**Assignment**: The answer must be an exact copy of the lines from the one containing "[locate] the grass" through the end of the records, with the pictures left out.

(Photo-based referring expression data)
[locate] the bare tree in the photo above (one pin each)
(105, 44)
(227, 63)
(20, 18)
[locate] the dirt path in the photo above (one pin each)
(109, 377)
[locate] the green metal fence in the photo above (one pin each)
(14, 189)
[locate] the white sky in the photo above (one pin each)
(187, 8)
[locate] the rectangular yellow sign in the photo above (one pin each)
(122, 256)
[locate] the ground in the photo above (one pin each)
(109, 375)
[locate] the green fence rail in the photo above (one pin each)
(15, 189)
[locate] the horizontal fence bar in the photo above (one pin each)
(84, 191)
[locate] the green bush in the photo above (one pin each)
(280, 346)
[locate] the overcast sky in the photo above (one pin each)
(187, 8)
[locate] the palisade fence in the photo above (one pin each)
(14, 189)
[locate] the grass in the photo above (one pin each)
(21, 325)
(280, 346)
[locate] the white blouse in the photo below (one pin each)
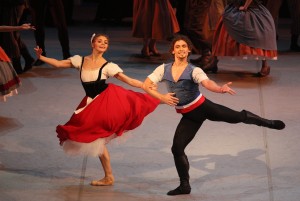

**Output below**:
[locate] the grass in the photo above (one pin each)
(21, 325)
(280, 346)
[locate] the white blouse in the photo below (one pin each)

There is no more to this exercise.